▶ Aim:
Copy out, in full, every line of the items below that contains the word "wooden".

▶ Entries:
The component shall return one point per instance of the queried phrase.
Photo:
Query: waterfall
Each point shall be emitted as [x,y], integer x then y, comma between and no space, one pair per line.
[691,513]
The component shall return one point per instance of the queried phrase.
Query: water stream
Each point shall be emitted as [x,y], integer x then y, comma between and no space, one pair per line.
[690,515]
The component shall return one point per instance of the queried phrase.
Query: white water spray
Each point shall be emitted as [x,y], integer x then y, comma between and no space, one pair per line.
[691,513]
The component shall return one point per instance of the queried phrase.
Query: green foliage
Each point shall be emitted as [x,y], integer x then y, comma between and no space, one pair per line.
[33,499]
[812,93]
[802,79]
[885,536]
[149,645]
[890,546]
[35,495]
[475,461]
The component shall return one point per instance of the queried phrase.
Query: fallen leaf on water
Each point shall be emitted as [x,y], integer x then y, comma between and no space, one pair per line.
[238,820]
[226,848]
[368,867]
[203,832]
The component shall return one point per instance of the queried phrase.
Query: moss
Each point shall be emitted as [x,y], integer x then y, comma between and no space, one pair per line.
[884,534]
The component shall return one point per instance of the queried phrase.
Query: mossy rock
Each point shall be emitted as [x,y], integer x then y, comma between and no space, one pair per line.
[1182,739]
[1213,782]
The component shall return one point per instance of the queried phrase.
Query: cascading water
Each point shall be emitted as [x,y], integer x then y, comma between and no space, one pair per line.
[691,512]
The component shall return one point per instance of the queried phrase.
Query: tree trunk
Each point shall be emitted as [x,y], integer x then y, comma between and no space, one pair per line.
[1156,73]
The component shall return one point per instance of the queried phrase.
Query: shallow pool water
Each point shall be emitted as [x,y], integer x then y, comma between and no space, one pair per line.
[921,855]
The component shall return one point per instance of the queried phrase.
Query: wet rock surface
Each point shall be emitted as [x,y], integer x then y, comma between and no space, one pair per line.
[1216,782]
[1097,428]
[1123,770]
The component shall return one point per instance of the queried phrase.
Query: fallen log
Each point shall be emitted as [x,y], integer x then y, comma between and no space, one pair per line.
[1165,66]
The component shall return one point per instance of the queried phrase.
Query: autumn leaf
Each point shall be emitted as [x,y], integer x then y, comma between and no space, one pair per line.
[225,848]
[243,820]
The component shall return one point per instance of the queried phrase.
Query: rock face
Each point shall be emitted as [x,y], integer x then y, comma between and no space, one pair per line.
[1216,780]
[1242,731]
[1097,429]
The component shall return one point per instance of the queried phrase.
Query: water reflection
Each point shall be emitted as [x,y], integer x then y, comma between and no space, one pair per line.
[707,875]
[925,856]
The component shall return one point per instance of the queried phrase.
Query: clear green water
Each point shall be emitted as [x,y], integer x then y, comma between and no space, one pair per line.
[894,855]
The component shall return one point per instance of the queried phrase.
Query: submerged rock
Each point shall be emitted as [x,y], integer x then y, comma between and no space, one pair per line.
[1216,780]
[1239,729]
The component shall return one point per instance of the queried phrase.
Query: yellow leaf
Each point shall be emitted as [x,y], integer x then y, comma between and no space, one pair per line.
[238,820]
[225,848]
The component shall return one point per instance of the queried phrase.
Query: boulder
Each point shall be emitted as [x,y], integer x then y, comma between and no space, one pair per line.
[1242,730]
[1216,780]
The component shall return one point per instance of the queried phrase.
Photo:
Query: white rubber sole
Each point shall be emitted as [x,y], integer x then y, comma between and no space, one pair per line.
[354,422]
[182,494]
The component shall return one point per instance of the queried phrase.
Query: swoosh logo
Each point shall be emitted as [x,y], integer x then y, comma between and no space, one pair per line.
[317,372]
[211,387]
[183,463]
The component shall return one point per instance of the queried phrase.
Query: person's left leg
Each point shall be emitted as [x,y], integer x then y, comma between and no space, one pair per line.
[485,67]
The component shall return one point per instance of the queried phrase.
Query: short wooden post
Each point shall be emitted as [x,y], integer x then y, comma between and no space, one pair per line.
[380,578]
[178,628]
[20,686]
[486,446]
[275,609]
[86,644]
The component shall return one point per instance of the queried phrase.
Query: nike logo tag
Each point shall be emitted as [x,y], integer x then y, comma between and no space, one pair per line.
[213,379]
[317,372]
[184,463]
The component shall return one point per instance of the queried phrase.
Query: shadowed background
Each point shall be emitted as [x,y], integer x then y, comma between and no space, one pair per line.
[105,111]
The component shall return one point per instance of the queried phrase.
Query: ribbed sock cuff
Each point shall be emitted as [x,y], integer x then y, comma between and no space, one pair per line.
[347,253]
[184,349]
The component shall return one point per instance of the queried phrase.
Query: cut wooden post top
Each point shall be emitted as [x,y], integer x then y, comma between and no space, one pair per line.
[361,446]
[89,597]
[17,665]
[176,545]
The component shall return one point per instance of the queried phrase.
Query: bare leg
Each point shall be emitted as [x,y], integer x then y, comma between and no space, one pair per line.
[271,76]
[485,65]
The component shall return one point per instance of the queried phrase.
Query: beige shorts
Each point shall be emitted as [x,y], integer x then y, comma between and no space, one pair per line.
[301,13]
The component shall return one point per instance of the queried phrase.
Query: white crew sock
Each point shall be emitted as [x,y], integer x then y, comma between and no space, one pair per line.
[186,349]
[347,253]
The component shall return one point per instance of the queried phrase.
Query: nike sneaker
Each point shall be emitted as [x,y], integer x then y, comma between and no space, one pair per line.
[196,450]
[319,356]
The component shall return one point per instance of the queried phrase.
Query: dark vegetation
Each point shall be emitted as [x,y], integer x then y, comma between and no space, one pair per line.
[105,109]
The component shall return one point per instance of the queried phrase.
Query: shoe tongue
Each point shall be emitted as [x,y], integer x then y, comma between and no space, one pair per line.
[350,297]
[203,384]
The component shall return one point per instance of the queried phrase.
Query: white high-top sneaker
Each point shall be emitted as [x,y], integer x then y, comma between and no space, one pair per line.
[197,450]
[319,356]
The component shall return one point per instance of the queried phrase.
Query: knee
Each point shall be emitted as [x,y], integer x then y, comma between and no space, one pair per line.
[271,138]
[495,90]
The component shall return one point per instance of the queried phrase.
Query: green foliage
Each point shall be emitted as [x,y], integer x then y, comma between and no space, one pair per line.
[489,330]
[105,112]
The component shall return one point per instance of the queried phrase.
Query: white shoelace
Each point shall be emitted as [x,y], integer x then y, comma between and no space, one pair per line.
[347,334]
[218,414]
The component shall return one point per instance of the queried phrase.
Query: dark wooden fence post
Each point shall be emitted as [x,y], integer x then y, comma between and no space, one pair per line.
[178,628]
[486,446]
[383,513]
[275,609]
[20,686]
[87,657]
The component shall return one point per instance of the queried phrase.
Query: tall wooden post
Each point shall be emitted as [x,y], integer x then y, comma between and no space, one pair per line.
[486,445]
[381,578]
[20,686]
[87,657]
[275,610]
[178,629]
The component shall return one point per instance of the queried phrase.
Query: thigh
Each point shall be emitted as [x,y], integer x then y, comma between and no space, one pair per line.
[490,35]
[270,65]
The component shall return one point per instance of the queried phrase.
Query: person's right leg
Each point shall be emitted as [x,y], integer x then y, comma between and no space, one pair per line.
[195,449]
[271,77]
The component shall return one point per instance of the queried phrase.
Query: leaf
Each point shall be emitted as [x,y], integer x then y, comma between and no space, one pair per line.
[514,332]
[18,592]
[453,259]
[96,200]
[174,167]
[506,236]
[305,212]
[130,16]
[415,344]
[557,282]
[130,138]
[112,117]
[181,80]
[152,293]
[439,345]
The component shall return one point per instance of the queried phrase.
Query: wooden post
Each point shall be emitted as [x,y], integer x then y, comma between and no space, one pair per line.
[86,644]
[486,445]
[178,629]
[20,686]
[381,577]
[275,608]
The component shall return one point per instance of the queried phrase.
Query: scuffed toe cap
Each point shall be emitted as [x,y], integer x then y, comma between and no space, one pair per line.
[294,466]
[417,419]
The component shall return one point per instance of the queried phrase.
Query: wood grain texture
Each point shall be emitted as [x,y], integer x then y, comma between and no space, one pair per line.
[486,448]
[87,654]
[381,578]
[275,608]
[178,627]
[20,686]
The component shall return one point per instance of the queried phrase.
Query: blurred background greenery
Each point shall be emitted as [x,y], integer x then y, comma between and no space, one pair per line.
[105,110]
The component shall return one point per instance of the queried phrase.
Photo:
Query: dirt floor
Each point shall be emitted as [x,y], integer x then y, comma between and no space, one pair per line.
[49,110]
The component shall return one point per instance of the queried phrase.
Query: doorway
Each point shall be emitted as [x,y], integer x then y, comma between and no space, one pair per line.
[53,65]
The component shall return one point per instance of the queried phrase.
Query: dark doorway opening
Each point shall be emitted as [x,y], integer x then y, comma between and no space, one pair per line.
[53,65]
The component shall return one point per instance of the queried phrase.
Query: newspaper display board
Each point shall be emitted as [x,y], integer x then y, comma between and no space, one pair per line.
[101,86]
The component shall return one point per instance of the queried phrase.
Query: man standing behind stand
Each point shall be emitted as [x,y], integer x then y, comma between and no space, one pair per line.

▶ The answer:
Query: short wooden post
Query: cut wooden post top
Query: dark wooden fence post
Query: tall wooden post
Query: wooden post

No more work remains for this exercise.